Items from a dataset:
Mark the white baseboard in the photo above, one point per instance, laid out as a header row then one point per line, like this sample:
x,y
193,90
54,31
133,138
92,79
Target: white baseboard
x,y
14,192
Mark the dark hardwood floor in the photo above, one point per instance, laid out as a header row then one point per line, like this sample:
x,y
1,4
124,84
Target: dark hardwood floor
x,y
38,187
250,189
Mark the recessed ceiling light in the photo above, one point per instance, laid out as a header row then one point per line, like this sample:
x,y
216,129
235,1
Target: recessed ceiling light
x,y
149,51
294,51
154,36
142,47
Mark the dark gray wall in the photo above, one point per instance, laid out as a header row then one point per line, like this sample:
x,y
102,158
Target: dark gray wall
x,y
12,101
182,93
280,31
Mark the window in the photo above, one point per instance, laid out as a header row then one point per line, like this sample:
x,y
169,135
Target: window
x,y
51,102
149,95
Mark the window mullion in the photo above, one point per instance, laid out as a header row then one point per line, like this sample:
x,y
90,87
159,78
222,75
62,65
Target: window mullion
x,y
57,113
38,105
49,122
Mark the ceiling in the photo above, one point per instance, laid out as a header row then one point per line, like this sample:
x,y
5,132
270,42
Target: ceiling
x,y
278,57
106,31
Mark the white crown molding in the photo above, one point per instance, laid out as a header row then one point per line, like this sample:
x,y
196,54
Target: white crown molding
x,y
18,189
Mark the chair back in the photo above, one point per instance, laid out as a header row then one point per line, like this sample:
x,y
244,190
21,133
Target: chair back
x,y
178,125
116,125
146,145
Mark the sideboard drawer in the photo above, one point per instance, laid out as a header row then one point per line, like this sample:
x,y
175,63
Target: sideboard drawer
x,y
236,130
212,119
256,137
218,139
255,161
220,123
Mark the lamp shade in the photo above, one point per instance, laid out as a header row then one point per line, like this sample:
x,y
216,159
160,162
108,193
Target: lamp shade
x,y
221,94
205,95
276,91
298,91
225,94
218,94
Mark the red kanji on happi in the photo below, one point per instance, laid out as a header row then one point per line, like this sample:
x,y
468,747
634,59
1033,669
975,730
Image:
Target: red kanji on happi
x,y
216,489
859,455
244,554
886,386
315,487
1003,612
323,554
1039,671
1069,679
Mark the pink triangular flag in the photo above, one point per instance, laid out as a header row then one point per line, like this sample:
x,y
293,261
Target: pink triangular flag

» **Aim of the exercise**
An exact copy of every line above is needed.

» **Exercise answer**
Mark the white baseboard in the photo above, one point per instance, laid out as a header row then one point per line, like this sample:
x,y
193,90
54,31
133,138
92,79
Target: white baseboard
x,y
14,192
Mark the dark hardwood floor in the photo above, one point per instance, laid out as a header row then one point per line, like this sample:
x,y
1,4
124,84
Target: dark hardwood floor
x,y
38,187
250,189
Mark the recessed ceiling light in the photo above, one point per instance, laid out as a header row then one point per line, like this sample:
x,y
216,129
235,1
Target: recessed ceiling light
x,y
149,51
294,51
154,36
142,47
Mark the dark gray wall in the photo above, one point per instance, laid out as a header row then one point per line, like this sample:
x,y
102,158
Target: dark gray wall
x,y
12,101
182,93
280,31
Mark the window in the photo above, one point per instance, laid out as a header row then one point per line, like this sample:
x,y
169,135
Target: window
x,y
51,102
149,95
Mark the window mullion in the photo above, one point per instance, laid out as a header row then one point per line, like this sample:
x,y
90,87
159,78
222,75
62,65
Target: window mullion
x,y
57,113
38,105
49,122
Mark the ceiling in the photo above, one point per instance, laid out as a header row then one point per line, like this sample:
x,y
5,132
270,42
Target: ceiling
x,y
278,57
106,31
Mark the white crown molding in the photo above, one point per instance, laid out as a header row then one point per line, like this sample:
x,y
196,54
Target: white crown molding
x,y
18,189
Mark the chair back in the photo above, one point per instance, laid out as a header row then one point per line, like this sample:
x,y
244,190
21,133
Target: chair back
x,y
178,125
116,125
146,145
Mark the sideboard drawer in the photo above, one point per instance, laid out as a header row then one point per line, like this sample:
x,y
175,63
Target: sideboard drawer
x,y
236,130
212,119
256,137
218,139
255,161
220,123
Mark the lamp shade in the photo above, one point per instance, laid out as a header row then one point per line, like this sample:
x,y
216,159
160,162
108,193
Target: lamp shade
x,y
221,94
205,95
276,91
298,91
225,94
218,94
Mark the red kanji on happi in the photo below, one point per instance, laid out as a header row then one point per line, like this sample:
x,y
468,747
634,59
1033,669
975,730
Image:
Target: red kanji on happi
x,y
216,489
859,455
244,554
886,386
315,487
1003,612
323,554
1039,671
1069,679
Mark the pink triangular flag in the photo above, one point per instance, laid out as a header row then one point per line, like this sample:
x,y
293,261
Target: pink triangular flag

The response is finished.